STORED DATA:
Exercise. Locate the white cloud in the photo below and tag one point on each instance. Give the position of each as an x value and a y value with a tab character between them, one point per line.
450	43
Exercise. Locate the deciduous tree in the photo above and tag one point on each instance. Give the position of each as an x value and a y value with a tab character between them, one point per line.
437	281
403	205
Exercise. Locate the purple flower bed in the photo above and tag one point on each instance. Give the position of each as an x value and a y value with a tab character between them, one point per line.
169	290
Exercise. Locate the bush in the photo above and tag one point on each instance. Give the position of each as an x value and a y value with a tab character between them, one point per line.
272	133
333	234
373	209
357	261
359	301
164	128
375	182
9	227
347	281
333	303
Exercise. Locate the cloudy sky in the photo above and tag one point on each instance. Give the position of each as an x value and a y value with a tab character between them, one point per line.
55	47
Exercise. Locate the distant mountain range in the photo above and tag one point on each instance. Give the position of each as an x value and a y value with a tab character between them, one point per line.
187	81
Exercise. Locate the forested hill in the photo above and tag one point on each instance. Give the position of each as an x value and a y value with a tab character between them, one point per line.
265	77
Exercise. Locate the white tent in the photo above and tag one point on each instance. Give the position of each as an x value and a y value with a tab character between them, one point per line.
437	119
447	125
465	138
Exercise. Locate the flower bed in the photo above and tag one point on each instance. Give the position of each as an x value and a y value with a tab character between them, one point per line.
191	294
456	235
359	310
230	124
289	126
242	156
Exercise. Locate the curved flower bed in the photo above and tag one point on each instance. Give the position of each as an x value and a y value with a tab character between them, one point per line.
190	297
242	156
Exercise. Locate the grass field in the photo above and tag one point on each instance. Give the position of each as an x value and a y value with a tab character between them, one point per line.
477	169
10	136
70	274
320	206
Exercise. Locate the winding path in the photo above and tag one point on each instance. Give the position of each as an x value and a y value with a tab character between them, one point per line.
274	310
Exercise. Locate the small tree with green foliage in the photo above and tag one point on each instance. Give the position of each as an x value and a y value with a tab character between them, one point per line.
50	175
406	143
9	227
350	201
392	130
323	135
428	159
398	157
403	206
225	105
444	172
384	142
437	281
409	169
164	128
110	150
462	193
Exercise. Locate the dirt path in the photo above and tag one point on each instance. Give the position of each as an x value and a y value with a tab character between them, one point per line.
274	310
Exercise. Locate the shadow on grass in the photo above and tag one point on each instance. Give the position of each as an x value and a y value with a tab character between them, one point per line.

EXERCISE DETAILS:
Set down each entry again, unchanged.

RESULT FOR THIS TASK:
Exercise. Locate the white cloud in the photo below and tag one point on each instance. Give the position of each as an x value and a y value with a tab character between them, one point per line.
450	43
Exercise. Locate the deciduous tree in the photo above and tag one point on each instance. Give the position of each as an x value and a y value with a tab character between them, one point per line.
437	281
403	205
Exercise. Locate the purple flower bed in the photo above and tag one point on each instance. Give the position of each as an x value and a y value with a tab character between them, one point per line.
169	290
Exercise. Locate the bush in the photo above and tag one point on each instance. Give the position of each as an x value and a y value with a tab character between them, one point per line.
272	133
333	234
373	209
357	261
359	301
164	128
375	182
9	227
347	281
333	303
Exercise. Locate the cloudy sky in the photo above and tag one point on each instance. Give the position of each as an x value and a y value with a tab character between them, one point per line.
55	47
Exercise. Locate the distant mountain range in the photo above and tag one point on each instance. Give the position of each as an x value and a y value with a tab character between them, one point per line.
187	81
Exercise. Locate the forested hill in the photo above and tag one point on each instance. Give the position of each as an x value and a y value with a tab character between them, one point per line.
265	77
Exercise. Locate the white tent in the photo above and tag one point on each instance. Give the position of each as an x value and a y value with a tab character between them, one point per line.
437	119
447	125
465	138
Exercise. Locate the flower bed in the photo above and tag one point on each instance. Give the position of each as an x value and a y value with a tab character between them, one point per line.
191	294
456	235
359	310
230	124
289	126
242	156
Exercise. Locate the curved flower bed in the photo above and tag one point on each instance. Give the position of each as an x value and a y value with a tab character between them, one point per line.
190	297
242	156
Exercise. Locate the grass field in the photo above and tag one point on each instance. Give the position of each as an x value and a y value with a tab character between them, one point per line.
477	169
10	136
70	274
320	206
Exercise. Locate the winding path in the photo above and tag one point on each instance. Give the position of each as an x value and a y value with a tab character between them, one point per line.
274	310
Exercise. Locate the small tree with green foliage in the photo above and tag one point on each instance. Give the position of each as an x value and a y value with a tab character between them, one point per line.
50	175
406	143
9	227
350	201
392	130
323	135
428	159
398	157
403	206
225	105
444	172
384	142
437	281
409	169
164	128
110	150
462	193
Exercise. Locate the dirt path in the photo above and tag one point on each instance. Give the position of each as an x value and a y value with a tab character between them, one point per line.
274	310
Exercise. Locate the shadow on grass in the photo above and tag one point on each instance. Give the position of each as an x value and a y value with a tab character between them, one point per line.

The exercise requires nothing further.